▶ SOURCE EXCERPT

Extent and Limits of the Europeanisation of Religion
Two opposite discourses collide regarding the place and influence of religion in European politics and how it is altered in return by European public action. On the one hand, ‘Vatican Europe’ would be dominated by Christian forces, mostly Catholic. European institutions would be besieged by religious lobbies, turning the EU into a ‘Christian club’. On the other hand, the EU would be a soulless and materialistic political system giving no place to values and crushing traditional morality.
Both discourses have this in common, that they are frequently developed without much empirical grounding. European studies have been reluctant to deal with identity and cultural—not to say religious—matters since their beginning, as European integration was supposed to be all about interests and economic issues. Nevertheless, the extension of EU competencies and its painful ‘democratic deficit’ have brought more and more legitimacy issues onto the agenda. The failed attempt to give a constitution to the EU fuelled the debate on the nature and limits of the European political community and what constitutes ‘Europeanness’. Religion has been part and parcel of this search for roots and substance.

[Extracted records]
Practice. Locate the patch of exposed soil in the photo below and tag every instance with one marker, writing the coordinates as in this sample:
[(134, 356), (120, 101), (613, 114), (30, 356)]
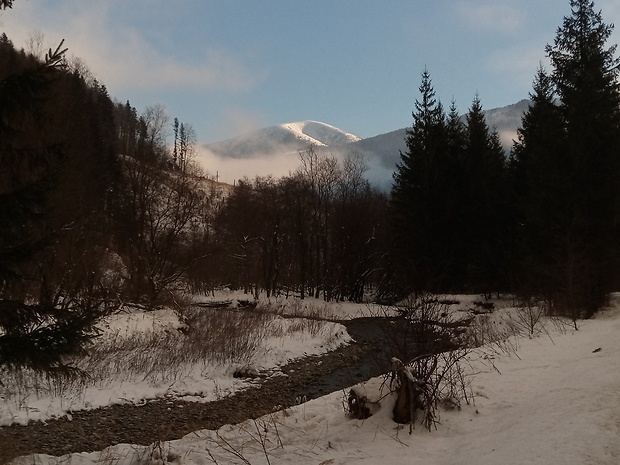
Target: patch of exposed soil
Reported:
[(166, 419)]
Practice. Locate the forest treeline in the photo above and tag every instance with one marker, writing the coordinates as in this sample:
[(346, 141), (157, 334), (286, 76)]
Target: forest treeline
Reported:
[(101, 205)]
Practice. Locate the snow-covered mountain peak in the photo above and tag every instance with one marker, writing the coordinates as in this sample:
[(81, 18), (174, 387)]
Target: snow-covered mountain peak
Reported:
[(318, 133)]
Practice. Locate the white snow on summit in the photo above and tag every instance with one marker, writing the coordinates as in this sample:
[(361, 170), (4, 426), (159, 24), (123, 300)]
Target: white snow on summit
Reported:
[(318, 133)]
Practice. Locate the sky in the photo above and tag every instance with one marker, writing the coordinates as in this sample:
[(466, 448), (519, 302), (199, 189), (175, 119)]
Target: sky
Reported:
[(230, 66)]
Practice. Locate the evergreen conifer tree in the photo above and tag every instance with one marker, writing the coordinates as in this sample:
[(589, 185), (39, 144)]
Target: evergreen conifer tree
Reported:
[(570, 158), (34, 333), (484, 198), (418, 196)]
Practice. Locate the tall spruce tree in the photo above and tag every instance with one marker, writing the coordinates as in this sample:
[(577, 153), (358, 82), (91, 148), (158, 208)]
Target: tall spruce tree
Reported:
[(576, 200), (485, 202), (540, 179), (34, 333), (418, 197)]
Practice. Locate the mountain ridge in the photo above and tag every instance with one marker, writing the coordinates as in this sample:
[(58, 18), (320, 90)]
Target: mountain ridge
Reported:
[(381, 152)]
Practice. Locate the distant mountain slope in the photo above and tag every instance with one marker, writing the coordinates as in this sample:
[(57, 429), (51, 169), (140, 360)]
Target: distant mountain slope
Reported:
[(381, 152), (282, 138)]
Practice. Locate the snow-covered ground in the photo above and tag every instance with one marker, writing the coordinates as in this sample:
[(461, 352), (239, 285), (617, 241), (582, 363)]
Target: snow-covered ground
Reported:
[(308, 307), (28, 397), (555, 401)]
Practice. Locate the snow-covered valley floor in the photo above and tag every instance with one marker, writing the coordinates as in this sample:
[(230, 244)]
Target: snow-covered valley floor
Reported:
[(556, 400)]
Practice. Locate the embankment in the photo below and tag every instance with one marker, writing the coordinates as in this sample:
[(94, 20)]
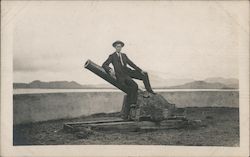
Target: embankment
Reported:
[(49, 106)]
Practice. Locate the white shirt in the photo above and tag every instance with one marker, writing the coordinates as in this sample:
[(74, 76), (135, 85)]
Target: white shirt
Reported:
[(120, 56)]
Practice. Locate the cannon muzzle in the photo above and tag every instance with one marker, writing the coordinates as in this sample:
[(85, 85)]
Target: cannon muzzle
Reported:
[(98, 70)]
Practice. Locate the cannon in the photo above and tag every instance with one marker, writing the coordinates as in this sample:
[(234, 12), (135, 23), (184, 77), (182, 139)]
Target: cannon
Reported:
[(98, 70), (151, 113)]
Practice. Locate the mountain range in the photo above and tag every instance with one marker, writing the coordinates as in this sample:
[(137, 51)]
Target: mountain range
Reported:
[(209, 83)]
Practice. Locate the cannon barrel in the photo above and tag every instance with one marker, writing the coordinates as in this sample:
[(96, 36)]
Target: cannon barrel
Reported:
[(98, 70)]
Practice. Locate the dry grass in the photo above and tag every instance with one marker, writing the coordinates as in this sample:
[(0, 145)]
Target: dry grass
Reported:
[(222, 130)]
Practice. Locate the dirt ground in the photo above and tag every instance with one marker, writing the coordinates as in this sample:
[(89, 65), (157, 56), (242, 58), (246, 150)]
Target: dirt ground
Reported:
[(222, 129)]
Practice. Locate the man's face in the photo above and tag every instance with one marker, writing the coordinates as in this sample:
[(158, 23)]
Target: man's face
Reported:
[(118, 47)]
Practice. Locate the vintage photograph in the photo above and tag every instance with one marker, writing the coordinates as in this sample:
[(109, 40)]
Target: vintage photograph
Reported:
[(126, 73)]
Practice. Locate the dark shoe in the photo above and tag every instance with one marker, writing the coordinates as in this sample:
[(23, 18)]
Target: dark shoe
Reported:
[(133, 106), (124, 117)]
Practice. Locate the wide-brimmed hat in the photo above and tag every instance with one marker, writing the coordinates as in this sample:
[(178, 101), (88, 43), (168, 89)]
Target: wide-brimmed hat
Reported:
[(118, 42)]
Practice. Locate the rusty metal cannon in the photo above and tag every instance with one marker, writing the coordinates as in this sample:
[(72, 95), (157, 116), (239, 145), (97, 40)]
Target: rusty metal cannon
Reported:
[(150, 113), (98, 70)]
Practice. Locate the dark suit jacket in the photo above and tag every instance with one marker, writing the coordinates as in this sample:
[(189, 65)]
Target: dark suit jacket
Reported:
[(120, 71)]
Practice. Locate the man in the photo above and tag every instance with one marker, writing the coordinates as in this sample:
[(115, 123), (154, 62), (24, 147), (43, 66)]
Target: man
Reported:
[(125, 74)]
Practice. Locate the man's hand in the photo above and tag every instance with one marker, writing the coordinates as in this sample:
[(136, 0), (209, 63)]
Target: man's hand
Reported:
[(143, 72), (112, 73)]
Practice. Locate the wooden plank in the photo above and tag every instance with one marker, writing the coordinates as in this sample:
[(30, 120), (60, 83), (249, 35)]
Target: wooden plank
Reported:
[(96, 121)]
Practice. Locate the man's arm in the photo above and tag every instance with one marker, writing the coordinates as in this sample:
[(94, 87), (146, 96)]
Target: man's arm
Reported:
[(132, 64), (105, 65)]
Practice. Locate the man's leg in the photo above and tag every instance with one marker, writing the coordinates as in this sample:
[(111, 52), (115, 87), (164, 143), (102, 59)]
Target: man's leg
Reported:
[(137, 75), (132, 90)]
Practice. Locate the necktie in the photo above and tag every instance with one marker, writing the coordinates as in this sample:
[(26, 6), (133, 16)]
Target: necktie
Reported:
[(120, 57)]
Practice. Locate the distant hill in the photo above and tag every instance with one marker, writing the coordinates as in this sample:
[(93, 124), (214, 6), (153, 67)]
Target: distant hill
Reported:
[(203, 85)]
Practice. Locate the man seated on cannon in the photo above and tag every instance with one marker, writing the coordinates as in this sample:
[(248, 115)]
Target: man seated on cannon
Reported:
[(125, 74)]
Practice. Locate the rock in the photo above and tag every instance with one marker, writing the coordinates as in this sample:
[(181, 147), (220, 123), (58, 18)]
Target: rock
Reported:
[(84, 133), (150, 107)]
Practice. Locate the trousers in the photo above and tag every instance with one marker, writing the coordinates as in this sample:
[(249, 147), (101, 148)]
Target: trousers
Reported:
[(132, 85)]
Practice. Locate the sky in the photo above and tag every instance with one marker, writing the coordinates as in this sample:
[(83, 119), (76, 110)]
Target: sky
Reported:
[(170, 40)]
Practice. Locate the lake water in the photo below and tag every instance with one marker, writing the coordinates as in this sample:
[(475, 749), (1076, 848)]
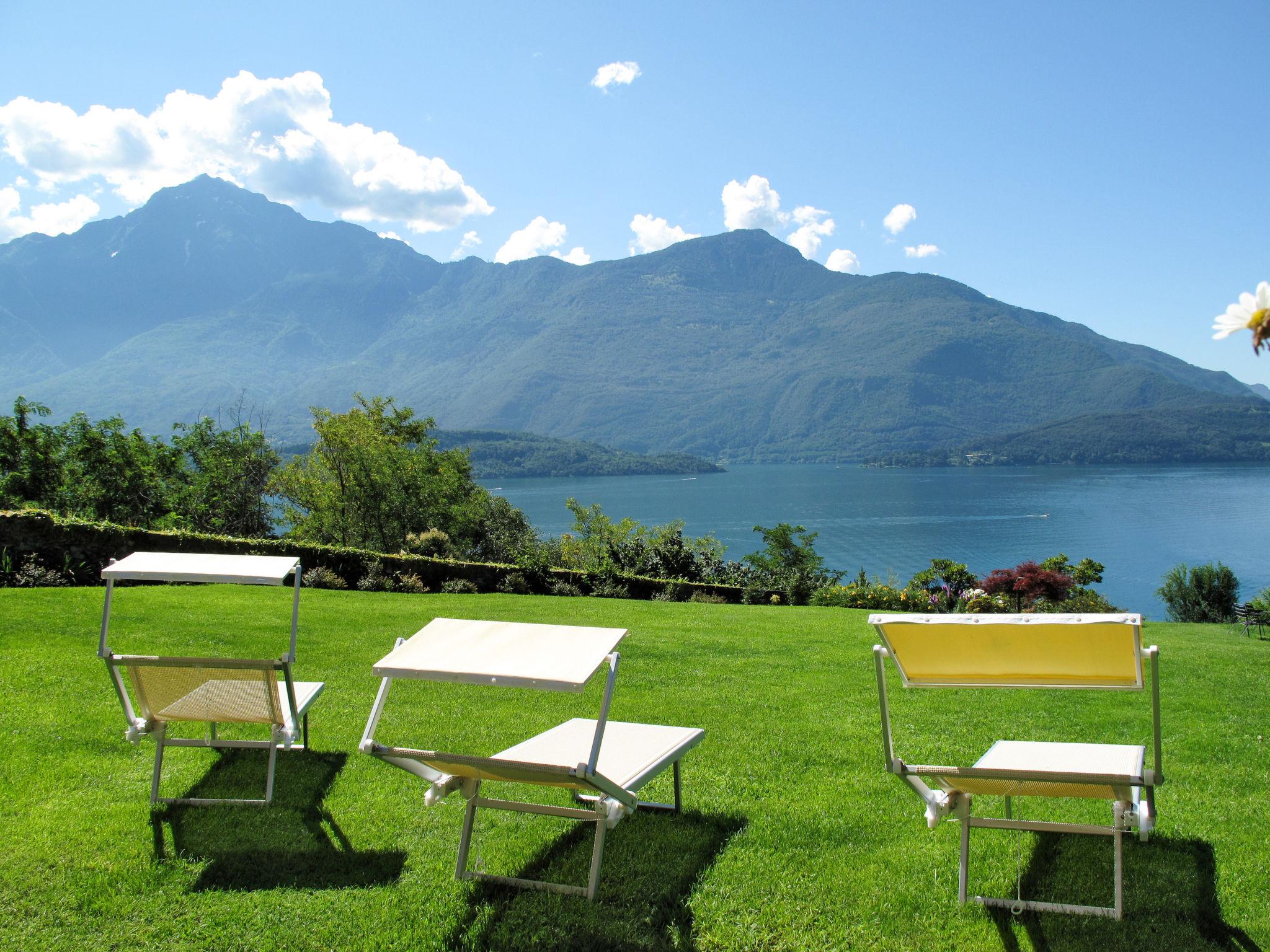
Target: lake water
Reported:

▶ TO BE DONE
- A) In the excerpt on the Europeanisation of religion, what did the failed attempt to give the EU a constitution fuel?
- B) Write out the excerpt on the Europeanisation of religion word for word, from "Extent and Limits" down to "crushing traditional morality.".

▶ THE REPLIES
- A) It fueled the debate on the nature and limits of the European political community and what constitutes 'Europeanness'.

- B)
Extent and Limits of the Europeanisation of Religion
Two opposite discourses collide regarding the place and influence of religion in European politics and how it is altered in return by European public action. On the one hand, ‘Vatican Europe’ would be dominated by Christian forces, mostly Catholic. European institutions would be besieged by religious lobbies, turning the EU into a ‘Christian club’. On the other hand, the EU would be a soulless and materialistic political system giving no place to values and crushing traditional morality.